Tasks to perform
**1)** In the article on vertical spreads, how many shares of the underlying stock can the buyer of one call option control?
**2)** Pick up the article on vertical spreads where it ends and carry it on.

Text block

- - - - - - -

Last updated on April 4th, 2020

Option traders have many strategies available for placing a trade including vertical spreads.

We can enter a trade by simply opening a straight long or short position, or we can employ one of many options strategies available, depending on how bullish or bearish we are, and how long we expect to be in the trade.

Most traders new to options simply buy a call if they have a long bias, or buy a put if they have a short bias.

** In fact, most option trades are made with naked calls or puts (with no offsetting options).**

Although there are many strike prices and expiration dates to choose from, most traders choose the front month option with a strike price close to the underlying stock price, often just out-of-the-money.

**Using Vertical Spreads For Trades**

In this article we will explore the use of vertical spreads for placing trades, and look at some of the advantages vertical spreads offer over naked options, particularly to new traders.

Vertical spreads offer a unique ability to control risk and reward by allowing us to determine our maximum gain, maximum loss, break-even price, maximum return on capital, and even the odds of having a winning trade, all at the time we open the position!

### Basics of vertical spreads

Remember that a single call option allows the buyer to control 100 shares of an underlying stock (or ETF or ETN) by giving the buyer the right to buy 100 shares of the stock at the option strike price up through the expiration day of the contract.

Conversely, a single put option allows the buyer to sell 100 shares of stock at the option strike price up through the expiration day of the contract.

On the opposite side of the trade, the seller of a call option has the obligation to sell 100 shares, and the seller of the put option has the obligation to buy 100 shares, of stock at the option strike price at any time through the expiration day of the contract, should the contract be exercised by the buyer.

- - - - - - -

Available data

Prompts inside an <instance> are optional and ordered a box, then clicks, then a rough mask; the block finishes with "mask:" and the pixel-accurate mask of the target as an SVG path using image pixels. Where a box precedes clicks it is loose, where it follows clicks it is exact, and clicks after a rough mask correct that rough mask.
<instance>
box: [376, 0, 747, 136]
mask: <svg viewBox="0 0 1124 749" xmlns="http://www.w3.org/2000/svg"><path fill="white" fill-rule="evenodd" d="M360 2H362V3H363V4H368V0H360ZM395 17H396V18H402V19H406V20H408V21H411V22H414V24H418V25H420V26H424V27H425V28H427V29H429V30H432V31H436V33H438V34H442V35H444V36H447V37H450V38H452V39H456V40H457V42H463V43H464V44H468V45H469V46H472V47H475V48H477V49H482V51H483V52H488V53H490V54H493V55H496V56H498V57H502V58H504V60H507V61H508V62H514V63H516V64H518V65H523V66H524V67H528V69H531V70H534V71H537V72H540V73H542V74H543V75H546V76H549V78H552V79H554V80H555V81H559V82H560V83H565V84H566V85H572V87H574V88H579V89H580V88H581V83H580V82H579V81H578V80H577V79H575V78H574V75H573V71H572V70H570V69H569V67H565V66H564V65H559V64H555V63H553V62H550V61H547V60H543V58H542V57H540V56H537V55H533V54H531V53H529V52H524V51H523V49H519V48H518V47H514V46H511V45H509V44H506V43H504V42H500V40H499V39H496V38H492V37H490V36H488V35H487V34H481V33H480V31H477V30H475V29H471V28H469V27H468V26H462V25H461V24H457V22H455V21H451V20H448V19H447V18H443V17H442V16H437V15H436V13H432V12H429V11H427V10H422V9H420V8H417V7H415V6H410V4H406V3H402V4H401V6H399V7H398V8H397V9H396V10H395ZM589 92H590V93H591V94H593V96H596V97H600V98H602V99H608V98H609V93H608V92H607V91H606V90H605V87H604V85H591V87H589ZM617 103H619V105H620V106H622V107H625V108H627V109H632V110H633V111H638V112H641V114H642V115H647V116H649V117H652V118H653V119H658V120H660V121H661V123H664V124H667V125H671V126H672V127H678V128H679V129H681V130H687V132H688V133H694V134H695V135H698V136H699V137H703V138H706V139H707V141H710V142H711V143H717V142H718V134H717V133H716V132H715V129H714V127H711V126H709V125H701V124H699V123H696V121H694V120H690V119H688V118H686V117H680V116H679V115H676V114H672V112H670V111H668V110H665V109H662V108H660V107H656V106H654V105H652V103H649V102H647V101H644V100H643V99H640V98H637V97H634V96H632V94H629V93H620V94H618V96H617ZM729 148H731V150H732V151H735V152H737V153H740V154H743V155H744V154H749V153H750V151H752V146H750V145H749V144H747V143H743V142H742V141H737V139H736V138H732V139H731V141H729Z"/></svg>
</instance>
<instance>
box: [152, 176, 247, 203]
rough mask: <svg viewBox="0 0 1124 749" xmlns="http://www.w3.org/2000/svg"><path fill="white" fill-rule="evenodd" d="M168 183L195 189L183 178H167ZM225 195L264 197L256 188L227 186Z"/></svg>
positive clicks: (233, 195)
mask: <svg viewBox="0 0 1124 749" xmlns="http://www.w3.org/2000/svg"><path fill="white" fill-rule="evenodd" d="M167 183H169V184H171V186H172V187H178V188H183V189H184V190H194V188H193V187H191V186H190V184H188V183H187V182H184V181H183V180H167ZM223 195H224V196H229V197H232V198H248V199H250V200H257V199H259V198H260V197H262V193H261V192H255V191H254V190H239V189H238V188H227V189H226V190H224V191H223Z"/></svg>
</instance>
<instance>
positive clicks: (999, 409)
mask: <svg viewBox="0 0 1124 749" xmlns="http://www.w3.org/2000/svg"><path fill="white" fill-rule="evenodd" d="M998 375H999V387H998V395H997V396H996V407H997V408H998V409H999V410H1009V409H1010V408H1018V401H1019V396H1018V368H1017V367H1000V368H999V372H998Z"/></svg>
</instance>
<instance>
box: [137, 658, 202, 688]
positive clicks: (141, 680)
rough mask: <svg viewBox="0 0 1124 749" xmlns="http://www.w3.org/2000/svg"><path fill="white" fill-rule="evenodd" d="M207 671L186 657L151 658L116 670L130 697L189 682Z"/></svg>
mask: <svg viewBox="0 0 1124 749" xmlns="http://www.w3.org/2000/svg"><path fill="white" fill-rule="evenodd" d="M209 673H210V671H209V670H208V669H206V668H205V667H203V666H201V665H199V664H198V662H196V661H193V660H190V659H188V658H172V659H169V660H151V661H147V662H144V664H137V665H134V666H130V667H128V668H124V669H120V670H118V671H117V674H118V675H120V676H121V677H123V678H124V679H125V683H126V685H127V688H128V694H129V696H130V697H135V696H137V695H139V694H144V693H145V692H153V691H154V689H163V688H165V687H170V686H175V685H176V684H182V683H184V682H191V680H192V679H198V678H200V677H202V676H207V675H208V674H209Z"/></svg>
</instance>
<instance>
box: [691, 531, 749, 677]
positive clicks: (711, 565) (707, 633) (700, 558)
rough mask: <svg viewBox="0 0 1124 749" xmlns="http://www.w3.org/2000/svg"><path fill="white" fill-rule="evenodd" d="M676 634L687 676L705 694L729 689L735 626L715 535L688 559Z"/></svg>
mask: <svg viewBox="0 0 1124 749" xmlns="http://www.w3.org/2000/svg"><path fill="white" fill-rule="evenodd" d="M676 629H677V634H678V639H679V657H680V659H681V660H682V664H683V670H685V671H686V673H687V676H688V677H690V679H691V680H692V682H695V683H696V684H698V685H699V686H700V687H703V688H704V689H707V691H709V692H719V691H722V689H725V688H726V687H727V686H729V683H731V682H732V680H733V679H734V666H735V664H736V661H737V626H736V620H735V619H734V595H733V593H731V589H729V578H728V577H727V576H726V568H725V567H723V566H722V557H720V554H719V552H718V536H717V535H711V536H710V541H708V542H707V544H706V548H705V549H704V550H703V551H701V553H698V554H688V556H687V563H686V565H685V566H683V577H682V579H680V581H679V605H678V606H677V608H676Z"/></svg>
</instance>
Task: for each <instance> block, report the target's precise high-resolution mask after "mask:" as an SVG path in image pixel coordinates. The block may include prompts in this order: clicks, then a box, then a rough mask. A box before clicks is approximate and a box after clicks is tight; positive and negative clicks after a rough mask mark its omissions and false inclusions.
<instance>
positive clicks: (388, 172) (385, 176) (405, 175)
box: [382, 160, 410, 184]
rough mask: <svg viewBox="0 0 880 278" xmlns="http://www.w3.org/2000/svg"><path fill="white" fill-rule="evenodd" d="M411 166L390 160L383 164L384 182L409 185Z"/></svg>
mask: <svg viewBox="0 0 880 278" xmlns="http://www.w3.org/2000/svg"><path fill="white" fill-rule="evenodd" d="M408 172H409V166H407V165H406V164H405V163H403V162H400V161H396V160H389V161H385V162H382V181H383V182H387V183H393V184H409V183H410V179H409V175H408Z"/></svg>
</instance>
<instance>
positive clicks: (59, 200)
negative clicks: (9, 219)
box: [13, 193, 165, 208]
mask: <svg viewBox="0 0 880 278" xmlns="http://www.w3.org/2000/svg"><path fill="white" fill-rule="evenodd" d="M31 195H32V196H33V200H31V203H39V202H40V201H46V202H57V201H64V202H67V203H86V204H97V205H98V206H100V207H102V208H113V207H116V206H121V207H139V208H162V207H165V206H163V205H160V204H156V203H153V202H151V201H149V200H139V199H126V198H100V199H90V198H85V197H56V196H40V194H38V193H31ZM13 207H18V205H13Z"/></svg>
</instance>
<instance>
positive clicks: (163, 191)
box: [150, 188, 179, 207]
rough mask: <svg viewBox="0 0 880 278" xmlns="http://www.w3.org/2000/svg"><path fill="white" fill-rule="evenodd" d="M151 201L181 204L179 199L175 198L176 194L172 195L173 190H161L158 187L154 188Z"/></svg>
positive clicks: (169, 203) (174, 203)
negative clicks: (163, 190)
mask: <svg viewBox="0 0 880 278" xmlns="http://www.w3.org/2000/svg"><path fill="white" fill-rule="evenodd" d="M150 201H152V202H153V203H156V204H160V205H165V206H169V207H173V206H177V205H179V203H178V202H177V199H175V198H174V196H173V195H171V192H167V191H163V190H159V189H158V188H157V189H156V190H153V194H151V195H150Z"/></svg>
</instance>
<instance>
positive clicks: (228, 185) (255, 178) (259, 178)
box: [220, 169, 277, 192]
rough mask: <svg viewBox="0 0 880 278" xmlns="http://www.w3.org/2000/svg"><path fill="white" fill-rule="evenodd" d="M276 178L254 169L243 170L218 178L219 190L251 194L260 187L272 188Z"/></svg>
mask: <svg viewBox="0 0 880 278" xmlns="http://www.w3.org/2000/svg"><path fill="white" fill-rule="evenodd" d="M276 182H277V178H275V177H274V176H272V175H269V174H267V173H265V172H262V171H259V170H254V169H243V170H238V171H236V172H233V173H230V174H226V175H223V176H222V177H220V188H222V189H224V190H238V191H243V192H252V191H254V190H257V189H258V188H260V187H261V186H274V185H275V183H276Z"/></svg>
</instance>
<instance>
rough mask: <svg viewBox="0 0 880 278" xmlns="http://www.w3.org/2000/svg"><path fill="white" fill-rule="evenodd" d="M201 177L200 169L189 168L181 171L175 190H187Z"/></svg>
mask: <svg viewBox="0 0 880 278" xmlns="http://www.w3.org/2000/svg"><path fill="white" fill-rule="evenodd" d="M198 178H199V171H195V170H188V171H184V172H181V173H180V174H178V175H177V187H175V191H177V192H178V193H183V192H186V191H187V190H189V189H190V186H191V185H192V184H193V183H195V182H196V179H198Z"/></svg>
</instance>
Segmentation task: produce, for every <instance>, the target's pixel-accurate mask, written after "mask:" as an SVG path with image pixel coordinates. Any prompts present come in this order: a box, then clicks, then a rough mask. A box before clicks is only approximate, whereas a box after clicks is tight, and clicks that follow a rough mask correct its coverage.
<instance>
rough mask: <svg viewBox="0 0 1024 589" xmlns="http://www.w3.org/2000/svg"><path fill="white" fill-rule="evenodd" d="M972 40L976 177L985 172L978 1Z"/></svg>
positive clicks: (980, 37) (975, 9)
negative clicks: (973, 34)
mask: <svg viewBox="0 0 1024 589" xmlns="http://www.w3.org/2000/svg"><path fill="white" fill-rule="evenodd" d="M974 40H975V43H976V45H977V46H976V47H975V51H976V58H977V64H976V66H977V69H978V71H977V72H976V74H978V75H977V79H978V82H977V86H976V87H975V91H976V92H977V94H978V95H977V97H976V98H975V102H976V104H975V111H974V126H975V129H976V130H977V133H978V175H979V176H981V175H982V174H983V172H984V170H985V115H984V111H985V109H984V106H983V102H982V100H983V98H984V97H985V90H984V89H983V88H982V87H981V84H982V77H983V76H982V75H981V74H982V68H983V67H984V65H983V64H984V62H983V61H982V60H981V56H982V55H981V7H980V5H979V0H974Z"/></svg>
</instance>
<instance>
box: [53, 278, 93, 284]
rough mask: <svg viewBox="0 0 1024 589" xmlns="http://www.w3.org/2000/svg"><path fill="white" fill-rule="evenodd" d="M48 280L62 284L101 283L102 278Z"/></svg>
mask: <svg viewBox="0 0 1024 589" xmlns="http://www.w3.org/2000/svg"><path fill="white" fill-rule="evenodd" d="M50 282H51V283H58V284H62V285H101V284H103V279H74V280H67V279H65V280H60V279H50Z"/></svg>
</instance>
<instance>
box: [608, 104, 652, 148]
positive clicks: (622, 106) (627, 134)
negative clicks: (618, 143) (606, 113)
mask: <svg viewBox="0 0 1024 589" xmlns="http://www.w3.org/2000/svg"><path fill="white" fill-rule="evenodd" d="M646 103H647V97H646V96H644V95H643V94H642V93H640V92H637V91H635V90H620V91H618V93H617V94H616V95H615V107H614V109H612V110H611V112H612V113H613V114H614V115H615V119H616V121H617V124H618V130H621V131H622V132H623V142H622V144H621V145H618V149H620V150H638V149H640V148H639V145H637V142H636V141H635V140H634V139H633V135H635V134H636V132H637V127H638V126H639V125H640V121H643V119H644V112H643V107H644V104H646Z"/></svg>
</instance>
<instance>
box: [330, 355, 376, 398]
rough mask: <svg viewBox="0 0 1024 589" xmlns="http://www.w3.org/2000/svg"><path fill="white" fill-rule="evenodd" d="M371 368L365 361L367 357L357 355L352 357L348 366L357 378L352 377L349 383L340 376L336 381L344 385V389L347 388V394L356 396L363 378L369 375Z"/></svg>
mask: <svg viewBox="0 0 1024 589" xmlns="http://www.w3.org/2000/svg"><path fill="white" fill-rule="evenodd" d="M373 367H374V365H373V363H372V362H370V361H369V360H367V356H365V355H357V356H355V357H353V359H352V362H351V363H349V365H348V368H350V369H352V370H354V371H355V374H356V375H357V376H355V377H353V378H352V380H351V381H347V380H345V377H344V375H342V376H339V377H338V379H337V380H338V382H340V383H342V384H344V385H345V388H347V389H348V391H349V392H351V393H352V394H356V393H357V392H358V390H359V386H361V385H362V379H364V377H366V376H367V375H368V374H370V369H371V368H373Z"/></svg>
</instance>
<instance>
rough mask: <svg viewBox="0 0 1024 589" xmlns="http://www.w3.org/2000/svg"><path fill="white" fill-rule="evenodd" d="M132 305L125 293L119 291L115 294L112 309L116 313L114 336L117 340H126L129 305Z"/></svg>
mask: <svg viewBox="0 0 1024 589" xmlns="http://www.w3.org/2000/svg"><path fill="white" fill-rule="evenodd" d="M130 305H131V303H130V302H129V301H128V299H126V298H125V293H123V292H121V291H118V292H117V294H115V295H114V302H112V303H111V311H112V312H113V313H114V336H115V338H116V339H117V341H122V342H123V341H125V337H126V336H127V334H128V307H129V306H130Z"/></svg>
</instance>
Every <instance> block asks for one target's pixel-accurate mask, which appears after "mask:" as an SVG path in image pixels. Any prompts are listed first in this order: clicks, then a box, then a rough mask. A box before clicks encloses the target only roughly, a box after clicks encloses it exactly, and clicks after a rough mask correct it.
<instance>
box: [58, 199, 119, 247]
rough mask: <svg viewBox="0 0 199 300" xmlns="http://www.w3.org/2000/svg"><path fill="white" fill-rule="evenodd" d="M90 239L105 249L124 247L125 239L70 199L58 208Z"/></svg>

- - - - - - -

Expected outputs
**1)** 100 shares.

**2)**
The current price of a stock option is known as the option premium, and is quoted as the dollar amount per share.

### Stock option premiums have two components.

- Intrinsic value is the amount by which the option is in-the-money: stock price minus strike price for a call option, and strike price minus stock price for a put option.
- Extrinsic value which represents the value represented by the time remaining until expiration. The extrinsic value decays to zero by expiration, where only intrinsic value remains.

Vertical spreads represent an option strategy using either call options or put options, and are created by buying one option and selling another option on the same underlying stock, of the same type (call or put) and expiration date, but at different strike prices.

This can be done for either a net debit or a net credit, depending on which option has the higher price.

For vertical call spreads, the call option with the lower strike price has the higher premium, and for vertical put spreads, the put option with the higher strike price has the higher premium.

**Vertical Call Spread**

A vertical call spread is constructed using two call options. If we are moderately bullish on an underlying stock, we can construct a call spread by purchasing a call option with a strike price near the stock price, typically at-the-money or one strike out-of-the-money, and sell one out-of-the-money call option with a higher strike price, typically and one or two strikes higher than the long call option.

**This creates what is known as a bull call spread. **

The position is bullish because the value of the position goes up as the price of the underlying goes up. This type of spread is also known as a debit spread because the premium of the long call is higher than the premium of the short call, and our account is debited by this difference.

Figure 1 shows profit/loss graph of this position at option expiration. This is also known as a parity graph.

With a bull call spread, the most a trader can lose is the net premium paid. However, to be profitable, the price of the underlying needs to move up.

The position is not profitable until the stock price reaches the point where it is equal to the strike price of the long call plus the premium paid. At this point, the intrinsic value of the long call is equal to the price paid for the spread.

As the stock price continues to move higher, the value of the spread increases until it reaches its maximum value at the strike price of the short call. At this point the maximum value of the spread is the difference between the two strike prices, and the maximum profit is the value of the spread minus the premium paid.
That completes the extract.